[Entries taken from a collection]
--- START ---

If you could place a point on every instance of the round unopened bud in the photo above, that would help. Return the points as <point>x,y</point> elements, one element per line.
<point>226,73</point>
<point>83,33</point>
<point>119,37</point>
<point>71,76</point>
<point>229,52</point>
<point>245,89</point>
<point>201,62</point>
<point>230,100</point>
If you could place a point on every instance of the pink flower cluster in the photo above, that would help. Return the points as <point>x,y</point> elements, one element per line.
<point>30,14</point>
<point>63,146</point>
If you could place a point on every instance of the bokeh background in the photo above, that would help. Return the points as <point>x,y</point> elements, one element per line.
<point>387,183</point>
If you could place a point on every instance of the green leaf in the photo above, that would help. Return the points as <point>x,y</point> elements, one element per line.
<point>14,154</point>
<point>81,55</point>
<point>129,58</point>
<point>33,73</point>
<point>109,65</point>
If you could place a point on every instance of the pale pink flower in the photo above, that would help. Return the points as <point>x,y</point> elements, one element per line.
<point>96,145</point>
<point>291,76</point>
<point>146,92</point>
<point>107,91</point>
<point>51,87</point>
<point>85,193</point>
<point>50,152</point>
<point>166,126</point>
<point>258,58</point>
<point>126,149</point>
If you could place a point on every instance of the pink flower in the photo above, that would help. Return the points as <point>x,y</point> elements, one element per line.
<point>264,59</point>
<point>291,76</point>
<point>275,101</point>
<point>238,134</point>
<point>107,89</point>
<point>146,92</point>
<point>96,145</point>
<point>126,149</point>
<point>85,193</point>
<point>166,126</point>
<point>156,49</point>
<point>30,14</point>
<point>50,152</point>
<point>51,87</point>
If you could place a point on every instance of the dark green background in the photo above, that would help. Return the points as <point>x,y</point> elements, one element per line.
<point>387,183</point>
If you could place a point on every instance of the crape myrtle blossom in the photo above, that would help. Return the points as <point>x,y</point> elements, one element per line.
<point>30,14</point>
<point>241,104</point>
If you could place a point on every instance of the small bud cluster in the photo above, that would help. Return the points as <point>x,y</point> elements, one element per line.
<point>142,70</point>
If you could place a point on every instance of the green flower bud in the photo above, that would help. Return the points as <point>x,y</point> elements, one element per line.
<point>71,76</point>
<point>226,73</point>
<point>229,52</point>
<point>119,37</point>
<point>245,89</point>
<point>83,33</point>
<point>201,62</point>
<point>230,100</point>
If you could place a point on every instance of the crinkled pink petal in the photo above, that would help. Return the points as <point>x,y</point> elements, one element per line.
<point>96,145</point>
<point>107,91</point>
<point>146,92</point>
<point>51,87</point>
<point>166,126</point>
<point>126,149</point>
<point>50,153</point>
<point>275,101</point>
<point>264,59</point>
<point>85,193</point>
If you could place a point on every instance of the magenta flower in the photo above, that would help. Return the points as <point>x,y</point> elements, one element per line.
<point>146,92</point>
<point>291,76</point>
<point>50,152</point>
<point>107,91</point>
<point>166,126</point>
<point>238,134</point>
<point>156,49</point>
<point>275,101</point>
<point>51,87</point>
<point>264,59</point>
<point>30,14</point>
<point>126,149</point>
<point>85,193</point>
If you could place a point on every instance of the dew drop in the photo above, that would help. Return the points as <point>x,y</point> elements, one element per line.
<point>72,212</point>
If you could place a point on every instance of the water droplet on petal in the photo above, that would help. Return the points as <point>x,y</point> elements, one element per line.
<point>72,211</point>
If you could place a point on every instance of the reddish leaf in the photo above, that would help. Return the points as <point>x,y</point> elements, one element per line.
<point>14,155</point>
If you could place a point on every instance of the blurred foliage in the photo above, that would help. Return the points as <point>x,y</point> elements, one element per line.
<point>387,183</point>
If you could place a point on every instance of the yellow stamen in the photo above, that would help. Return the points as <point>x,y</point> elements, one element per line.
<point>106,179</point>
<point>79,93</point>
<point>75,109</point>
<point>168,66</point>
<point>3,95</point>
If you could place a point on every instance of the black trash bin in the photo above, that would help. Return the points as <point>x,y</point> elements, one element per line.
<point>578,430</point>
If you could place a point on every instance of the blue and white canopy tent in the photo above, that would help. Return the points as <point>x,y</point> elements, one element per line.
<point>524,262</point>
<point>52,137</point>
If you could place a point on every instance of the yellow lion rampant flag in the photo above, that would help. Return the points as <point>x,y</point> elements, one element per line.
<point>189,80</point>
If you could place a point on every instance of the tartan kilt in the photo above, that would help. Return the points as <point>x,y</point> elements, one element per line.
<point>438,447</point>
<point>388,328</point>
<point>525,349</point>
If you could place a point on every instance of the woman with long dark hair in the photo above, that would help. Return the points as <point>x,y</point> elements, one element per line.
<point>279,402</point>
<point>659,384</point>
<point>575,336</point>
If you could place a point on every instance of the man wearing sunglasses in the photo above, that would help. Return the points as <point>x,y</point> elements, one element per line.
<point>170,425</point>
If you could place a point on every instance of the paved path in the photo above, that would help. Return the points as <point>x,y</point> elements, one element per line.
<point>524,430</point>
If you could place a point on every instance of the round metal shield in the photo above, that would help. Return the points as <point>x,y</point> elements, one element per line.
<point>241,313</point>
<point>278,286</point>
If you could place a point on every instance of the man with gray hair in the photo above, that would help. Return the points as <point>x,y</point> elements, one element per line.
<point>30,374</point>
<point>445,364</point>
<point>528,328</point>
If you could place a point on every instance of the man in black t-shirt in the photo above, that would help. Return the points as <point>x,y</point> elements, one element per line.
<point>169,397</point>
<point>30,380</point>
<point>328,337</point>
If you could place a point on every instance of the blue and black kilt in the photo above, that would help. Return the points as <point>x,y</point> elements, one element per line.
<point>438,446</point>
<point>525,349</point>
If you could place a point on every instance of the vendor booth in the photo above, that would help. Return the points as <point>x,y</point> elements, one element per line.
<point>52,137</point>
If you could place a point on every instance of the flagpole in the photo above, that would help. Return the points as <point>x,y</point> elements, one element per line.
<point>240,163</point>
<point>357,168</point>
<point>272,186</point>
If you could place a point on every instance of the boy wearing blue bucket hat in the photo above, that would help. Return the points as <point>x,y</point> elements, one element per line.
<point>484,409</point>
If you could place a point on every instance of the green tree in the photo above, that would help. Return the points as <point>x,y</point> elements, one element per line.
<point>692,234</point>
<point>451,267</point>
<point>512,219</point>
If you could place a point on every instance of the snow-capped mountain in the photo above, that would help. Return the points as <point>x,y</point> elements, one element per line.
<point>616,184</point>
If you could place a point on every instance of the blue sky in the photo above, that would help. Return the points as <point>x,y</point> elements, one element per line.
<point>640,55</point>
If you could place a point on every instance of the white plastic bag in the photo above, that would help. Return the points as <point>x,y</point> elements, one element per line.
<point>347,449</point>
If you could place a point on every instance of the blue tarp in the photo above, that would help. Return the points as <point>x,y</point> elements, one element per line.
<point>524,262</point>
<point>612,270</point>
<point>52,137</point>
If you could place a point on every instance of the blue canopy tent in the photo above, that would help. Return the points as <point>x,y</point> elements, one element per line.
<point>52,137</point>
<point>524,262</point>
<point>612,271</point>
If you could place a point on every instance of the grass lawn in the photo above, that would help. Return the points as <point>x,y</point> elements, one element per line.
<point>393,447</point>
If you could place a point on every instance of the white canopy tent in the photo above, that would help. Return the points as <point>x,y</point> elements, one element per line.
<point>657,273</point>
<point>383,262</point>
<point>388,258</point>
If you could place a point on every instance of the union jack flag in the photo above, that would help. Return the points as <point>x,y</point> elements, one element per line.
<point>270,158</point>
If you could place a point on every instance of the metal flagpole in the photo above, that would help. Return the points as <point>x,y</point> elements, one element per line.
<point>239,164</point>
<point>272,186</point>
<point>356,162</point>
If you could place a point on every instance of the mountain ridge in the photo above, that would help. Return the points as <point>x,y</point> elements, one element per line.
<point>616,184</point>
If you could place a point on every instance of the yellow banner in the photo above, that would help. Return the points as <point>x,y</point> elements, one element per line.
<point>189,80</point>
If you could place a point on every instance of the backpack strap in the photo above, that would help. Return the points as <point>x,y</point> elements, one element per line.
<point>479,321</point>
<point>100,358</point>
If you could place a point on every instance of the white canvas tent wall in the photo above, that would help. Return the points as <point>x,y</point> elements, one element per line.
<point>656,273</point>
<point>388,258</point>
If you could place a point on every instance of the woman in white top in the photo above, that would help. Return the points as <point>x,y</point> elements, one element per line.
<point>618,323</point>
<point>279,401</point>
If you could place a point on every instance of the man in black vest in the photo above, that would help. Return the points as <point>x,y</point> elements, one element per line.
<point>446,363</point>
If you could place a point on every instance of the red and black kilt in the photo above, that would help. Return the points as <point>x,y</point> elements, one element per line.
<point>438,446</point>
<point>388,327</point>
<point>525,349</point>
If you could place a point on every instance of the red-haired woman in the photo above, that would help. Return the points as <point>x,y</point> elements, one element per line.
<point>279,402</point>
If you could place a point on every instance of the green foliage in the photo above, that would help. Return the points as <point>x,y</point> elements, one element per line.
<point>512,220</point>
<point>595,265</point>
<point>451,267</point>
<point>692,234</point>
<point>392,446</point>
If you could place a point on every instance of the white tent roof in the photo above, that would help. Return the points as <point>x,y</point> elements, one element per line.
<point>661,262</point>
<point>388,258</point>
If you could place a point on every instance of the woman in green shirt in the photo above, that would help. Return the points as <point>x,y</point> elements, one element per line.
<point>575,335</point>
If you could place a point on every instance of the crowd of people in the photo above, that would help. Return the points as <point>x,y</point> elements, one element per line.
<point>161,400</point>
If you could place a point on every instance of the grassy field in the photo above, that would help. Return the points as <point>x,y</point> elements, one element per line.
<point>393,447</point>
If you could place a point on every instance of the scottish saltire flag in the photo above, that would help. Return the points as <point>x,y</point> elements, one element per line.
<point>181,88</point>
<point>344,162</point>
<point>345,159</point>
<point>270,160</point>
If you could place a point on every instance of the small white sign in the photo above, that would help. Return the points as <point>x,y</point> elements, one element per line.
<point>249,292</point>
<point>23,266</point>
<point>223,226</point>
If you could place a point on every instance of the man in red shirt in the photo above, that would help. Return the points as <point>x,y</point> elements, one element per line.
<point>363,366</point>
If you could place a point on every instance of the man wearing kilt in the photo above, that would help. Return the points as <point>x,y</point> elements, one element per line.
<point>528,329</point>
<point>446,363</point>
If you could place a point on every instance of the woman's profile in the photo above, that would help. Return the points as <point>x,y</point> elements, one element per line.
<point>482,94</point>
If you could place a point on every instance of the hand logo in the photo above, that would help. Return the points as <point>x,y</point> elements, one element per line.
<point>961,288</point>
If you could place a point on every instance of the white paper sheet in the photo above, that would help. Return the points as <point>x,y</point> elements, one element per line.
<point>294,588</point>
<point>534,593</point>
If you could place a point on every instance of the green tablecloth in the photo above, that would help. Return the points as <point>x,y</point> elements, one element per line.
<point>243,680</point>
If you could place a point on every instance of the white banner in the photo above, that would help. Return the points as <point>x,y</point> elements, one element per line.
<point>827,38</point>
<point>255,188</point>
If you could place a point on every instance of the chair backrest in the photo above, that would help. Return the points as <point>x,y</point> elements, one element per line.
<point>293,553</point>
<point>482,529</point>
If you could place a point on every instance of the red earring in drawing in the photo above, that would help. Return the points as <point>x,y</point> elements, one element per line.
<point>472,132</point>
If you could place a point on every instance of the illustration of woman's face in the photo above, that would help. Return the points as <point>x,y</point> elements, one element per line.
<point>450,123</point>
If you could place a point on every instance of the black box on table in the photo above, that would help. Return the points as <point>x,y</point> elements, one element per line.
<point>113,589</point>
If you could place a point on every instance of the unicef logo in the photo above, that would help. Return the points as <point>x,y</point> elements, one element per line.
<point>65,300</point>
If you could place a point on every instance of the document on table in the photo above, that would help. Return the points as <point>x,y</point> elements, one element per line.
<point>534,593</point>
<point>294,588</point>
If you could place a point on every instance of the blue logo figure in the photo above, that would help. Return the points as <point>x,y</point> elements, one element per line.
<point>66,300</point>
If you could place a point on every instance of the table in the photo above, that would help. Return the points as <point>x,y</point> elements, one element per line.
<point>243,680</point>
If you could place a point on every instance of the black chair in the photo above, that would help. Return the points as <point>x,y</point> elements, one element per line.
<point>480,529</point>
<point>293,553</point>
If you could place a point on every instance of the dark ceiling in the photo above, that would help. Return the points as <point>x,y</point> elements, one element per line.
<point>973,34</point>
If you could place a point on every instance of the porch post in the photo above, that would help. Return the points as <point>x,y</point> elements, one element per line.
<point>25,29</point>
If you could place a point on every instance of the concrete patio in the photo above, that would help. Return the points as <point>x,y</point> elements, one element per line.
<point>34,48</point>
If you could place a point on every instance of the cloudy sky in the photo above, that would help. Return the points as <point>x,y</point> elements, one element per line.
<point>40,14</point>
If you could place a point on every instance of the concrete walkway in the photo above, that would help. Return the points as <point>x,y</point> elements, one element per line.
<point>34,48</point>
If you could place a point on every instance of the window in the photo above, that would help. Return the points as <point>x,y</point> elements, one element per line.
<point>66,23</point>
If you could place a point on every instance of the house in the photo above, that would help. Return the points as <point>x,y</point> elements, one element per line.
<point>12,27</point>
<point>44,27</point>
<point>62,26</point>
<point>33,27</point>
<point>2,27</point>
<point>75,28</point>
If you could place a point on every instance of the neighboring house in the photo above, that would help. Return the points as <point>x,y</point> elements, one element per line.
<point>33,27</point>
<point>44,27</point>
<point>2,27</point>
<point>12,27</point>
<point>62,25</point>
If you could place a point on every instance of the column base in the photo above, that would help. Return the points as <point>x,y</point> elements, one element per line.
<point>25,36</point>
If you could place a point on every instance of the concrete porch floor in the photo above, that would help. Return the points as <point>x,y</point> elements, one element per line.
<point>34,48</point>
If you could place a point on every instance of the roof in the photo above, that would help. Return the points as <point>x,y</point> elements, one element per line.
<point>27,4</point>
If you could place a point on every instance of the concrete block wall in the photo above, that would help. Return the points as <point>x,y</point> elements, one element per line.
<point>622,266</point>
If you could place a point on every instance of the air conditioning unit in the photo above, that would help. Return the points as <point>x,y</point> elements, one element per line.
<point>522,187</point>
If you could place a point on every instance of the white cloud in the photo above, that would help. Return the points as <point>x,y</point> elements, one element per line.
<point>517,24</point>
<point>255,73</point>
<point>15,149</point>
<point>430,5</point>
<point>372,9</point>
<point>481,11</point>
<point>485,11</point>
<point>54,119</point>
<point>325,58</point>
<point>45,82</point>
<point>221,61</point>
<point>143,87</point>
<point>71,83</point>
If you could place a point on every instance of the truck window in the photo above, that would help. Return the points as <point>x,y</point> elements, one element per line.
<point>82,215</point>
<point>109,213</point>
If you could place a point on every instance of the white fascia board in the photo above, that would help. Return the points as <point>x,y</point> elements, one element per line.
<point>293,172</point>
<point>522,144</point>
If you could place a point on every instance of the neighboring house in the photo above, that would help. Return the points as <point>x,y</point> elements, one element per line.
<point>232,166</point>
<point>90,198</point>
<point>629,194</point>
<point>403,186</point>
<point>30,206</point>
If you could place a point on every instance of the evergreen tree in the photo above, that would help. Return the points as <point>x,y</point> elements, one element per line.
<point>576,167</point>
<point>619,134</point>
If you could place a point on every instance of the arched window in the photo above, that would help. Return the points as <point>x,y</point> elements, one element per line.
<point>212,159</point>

--- END ---

** WHAT YOU NEED TO DO **
Present the lines between the one holding "of the chair" and the one holding "<point>472,132</point>", inclusive, as a numbered list, leaving out any blank lines.

** PROBLEM SOLUTION **
1. If you could place a point on every instance of the chair backrest in the photo above, that would help. Return the points as <point>x,y</point> elements, one element per line.
2. <point>293,553</point>
3. <point>482,529</point>
4. If you could place a point on every instance of the red earring in drawing in the photo above, that would help. Return the points as <point>x,y</point> elements, one element per line.
5. <point>472,132</point>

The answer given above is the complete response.